Records drawn from a dataset

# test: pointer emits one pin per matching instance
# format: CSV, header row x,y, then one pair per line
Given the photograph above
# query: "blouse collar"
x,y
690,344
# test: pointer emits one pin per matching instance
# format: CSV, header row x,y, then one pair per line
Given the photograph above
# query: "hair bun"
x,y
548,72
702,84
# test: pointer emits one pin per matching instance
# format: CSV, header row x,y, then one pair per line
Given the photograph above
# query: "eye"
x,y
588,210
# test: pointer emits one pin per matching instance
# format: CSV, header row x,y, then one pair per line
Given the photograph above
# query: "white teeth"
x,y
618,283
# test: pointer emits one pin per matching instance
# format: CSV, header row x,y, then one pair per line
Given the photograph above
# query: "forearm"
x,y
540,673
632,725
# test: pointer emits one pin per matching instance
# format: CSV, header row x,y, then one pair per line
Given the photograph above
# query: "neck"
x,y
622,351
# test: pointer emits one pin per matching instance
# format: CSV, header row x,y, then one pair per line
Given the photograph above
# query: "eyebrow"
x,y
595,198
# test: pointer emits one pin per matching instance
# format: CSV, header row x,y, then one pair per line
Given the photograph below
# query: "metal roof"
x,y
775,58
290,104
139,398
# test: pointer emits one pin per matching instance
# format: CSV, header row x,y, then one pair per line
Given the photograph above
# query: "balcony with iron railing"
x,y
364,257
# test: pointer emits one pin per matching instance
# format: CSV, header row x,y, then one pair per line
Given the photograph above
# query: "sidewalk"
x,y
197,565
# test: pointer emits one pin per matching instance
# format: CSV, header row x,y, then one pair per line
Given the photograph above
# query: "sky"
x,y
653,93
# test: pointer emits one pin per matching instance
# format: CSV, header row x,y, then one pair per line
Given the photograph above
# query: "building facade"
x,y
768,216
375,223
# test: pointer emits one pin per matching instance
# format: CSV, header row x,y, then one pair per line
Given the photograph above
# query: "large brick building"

## Work instructions
Restate all of the entries above precisely.

## Solution
# test: pointer emits one pin per matching instance
# format: CSV, header row x,y, then one pair per line
Given the photograph above
# query: "blouse collar"
x,y
690,344
# test: pointer emits one pin per matching instance
# format: CSV, header row x,y, then one pair per line
Given the photograph above
# query: "hair bun"
x,y
548,72
702,84
# test: pointer emits one pin per matching instance
# format: CSV, header row x,y, then one pair per line
Given the photograph above
# query: "eye"
x,y
588,210
# test: pointer emits one pin per matching instance
# format: CSV, header row x,y, then one pair per line
Given the photograph above
# query: "white teeth"
x,y
618,283
# test: pointer emits one pin per matching instance
# format: CSV, header row x,y, then one pair per line
Given the photograph above
# query: "forearm"
x,y
540,673
632,725
# test: pointer emits one pin per matching instance
# format: CSV, header row x,y, then one pair per line
Given the photograph above
# query: "neck"
x,y
622,351
# test: pointer emits one pin per matching instance
# format: CSV, header row x,y, then one pair per line
Given the photograph above
# query: "eyebrow"
x,y
595,198
# test: pointer emits one pin per matching instance
# format: CSV, header row x,y, then one pair per line
Given the photograph below
# query: "metal roof"
x,y
775,58
290,104
139,398
# test: pointer emits one pin per matching instance
# format: CSV, header row x,y, then one pair per line
Given the photograph above
# query: "balcony with iron railing"
x,y
364,257
# test: pointer emits one pin per matching instance
# format: CSV, header row x,y, then one pair per line
Given the photograph above
# query: "sidewalk"
x,y
197,565
# test: pointer emits one pin per matching instance
# format: CSV, header row x,y, then one pair per line
Given the photograph above
# query: "sky"
x,y
653,93
# test: pointer emits one pin per matching instance
# format: CSV, header row x,y, then one pair per line
Given the photograph above
# query: "building facade"
x,y
768,216
375,223
# test: pointer emits one pin per matching instance
# format: CSV, header row x,y, then one pair per line
Given the photograph above
# query: "large brick building"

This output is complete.